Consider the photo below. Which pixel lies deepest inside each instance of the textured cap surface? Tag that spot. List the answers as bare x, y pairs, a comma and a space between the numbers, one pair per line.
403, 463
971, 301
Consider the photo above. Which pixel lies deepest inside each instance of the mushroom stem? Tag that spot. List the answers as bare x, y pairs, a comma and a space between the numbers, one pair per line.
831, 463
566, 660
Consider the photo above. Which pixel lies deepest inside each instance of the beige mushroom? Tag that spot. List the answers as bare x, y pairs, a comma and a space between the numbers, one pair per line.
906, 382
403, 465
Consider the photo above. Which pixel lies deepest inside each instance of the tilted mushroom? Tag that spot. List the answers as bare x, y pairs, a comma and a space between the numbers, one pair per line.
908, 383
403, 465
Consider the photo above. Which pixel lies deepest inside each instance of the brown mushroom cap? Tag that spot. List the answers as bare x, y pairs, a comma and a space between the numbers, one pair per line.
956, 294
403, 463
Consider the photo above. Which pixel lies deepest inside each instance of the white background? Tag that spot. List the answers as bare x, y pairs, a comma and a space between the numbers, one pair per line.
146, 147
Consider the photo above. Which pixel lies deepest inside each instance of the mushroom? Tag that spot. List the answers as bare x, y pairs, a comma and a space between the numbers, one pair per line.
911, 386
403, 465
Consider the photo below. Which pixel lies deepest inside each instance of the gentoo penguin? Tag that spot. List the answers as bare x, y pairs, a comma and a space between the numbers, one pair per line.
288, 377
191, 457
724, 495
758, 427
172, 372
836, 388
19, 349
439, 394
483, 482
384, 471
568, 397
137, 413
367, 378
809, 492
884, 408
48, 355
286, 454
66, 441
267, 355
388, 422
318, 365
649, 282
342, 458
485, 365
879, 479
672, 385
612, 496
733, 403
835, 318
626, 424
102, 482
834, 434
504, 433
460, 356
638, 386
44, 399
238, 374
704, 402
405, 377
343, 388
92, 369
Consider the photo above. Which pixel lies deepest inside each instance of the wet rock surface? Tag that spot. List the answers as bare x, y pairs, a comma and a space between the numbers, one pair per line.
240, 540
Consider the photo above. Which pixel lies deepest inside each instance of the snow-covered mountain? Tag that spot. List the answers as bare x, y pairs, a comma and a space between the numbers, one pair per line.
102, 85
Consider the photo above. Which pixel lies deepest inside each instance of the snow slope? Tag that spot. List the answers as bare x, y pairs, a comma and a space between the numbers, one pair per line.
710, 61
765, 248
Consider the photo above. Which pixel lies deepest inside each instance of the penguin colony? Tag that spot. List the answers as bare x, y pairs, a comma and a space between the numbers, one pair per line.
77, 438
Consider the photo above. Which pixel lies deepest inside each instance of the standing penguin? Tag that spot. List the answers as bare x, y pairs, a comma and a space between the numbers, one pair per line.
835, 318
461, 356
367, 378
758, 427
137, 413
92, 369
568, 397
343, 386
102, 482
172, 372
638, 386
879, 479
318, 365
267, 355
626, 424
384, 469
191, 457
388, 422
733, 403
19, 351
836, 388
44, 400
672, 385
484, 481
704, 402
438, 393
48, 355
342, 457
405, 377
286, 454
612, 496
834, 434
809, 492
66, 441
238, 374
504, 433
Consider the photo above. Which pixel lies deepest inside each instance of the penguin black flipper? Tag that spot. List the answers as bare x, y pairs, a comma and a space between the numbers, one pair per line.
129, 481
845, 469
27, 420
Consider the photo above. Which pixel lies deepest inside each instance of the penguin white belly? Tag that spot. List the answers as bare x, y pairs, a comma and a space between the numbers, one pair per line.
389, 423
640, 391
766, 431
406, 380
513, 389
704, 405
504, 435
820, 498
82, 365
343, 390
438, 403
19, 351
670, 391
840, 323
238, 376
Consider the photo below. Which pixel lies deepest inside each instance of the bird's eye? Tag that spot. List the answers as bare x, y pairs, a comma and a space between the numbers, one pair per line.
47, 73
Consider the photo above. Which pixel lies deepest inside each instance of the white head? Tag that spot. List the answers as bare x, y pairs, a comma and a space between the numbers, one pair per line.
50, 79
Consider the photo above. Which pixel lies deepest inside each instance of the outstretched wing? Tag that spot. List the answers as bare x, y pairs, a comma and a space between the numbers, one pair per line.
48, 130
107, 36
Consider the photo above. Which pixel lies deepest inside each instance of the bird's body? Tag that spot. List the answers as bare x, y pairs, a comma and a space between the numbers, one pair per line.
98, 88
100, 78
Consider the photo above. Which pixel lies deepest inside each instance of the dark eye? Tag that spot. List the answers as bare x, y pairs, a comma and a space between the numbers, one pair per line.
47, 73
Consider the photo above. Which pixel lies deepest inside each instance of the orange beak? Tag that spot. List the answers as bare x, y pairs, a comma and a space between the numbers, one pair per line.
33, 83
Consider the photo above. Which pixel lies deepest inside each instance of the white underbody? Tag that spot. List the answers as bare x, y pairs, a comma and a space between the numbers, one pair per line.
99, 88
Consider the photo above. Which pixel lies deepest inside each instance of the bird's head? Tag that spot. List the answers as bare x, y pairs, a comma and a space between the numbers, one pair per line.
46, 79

◆ ◆ ◆

• _Goal_:
Nothing but the lines from the one with "the white underbody?" through the end of the data above should be repeated, each exactly as it stands.

• _Completed exercise_:
Consider the photo above. Which pixel lies deepest inside each instance of the white underbody? Tag that spot. List the answers as bare x, y pairs, a comma and a space between the numbers, one pair per line.
99, 88
Consider the photo above. Which pixel lies deepest inside each instance of the bird's head? Tag that spot. List the answers as bare x, y pairs, a comma and a space between the numbers, one pair per line.
46, 79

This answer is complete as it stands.